▼

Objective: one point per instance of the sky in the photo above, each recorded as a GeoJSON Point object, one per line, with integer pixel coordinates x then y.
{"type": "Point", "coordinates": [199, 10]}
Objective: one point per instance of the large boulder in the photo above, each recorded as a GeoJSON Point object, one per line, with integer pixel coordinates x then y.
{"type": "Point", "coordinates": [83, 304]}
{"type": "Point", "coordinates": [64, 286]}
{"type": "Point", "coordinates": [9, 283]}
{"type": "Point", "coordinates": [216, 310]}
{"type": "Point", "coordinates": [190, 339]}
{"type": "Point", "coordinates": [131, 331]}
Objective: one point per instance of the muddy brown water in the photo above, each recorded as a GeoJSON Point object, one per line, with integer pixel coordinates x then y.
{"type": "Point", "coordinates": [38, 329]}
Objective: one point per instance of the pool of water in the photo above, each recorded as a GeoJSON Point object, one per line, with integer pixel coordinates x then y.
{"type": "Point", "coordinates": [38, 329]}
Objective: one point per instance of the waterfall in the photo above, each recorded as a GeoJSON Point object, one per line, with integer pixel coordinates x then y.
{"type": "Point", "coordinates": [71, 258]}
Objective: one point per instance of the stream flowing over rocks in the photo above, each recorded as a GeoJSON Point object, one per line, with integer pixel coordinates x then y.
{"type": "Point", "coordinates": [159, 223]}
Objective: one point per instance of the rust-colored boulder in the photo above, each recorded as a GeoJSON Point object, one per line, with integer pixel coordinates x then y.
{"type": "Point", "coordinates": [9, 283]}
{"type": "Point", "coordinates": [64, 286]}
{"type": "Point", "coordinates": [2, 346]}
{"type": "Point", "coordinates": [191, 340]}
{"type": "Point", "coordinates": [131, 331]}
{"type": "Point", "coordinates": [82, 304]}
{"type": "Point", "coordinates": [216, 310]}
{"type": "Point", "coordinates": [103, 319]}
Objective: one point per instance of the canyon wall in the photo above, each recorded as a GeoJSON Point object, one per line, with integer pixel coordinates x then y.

▲

§ **YOUR GOAL**:
Each line from the one that contains "Objective: one point per instance of the stream" through the end of the material above should be returned exactly, and nothing else.

§ **SOLUTION**:
Objective: one point per instance of the stream flowing over rocks in the photo above, each recorded as a GeoJSON Point object, one per line, with integer pixel coordinates x then y.
{"type": "Point", "coordinates": [159, 223]}
Objective: one point per instance of the rust-colored boulder in the photo above, each recorded as a GeoJSON Point object, one per line, with integer pixel coordinates x then y.
{"type": "Point", "coordinates": [9, 283]}
{"type": "Point", "coordinates": [64, 286]}
{"type": "Point", "coordinates": [2, 346]}
{"type": "Point", "coordinates": [191, 340]}
{"type": "Point", "coordinates": [131, 331]}
{"type": "Point", "coordinates": [82, 304]}
{"type": "Point", "coordinates": [216, 310]}
{"type": "Point", "coordinates": [103, 319]}
Objective: one point per instance of the canyon wall in the photo above, each recorded as a GeoJSON Point object, one per line, with integer pixel coordinates x then y.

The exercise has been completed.